[[ SUPPLIED RECORDS, beginning ]]

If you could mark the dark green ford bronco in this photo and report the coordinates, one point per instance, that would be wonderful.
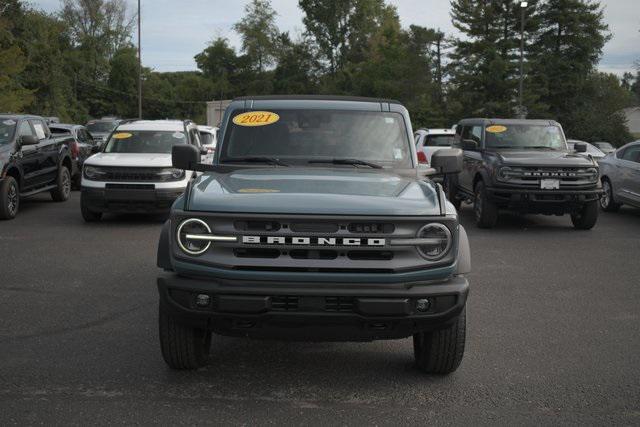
(314, 222)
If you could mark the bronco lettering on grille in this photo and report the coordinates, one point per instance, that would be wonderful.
(312, 241)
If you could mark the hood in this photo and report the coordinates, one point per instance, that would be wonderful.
(542, 158)
(130, 159)
(316, 191)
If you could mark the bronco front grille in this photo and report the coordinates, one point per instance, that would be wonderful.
(533, 175)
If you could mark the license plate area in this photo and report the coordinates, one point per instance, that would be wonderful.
(550, 184)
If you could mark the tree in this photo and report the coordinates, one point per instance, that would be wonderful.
(98, 29)
(13, 95)
(295, 72)
(341, 29)
(259, 33)
(566, 51)
(484, 64)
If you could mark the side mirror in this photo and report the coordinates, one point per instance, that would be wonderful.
(28, 140)
(185, 156)
(469, 145)
(447, 160)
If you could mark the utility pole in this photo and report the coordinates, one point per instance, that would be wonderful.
(521, 113)
(139, 66)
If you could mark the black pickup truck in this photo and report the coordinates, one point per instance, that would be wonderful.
(31, 162)
(524, 166)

[[ SUPPLIED RECORDS, end ]]

The answer should consist of the lines from the one with "If you could mark the license" through the last line of the entries, duplicated exactly and nothing more.

- TASK RESPONSE:
If you could mark the license plate area in this photo and report the coordinates, one point per instance, that would be wonderful.
(550, 184)
If you could mark the tree in this photo and report the coordinates, one point per instance, that would be wonderful.
(98, 29)
(13, 95)
(295, 72)
(341, 29)
(259, 33)
(566, 51)
(484, 64)
If you could mark the side mirror in this photo and report the coordinates, one point per instance, that would be wonderful.
(28, 140)
(185, 156)
(469, 145)
(447, 160)
If you could mark the utility pole in this photo and report the coordinates, one point per instance, that would be wonderful.
(521, 113)
(139, 66)
If you could mark the black pickup truck in this photo and report the coordinates, one point per instance, that would be wonderful.
(31, 162)
(524, 166)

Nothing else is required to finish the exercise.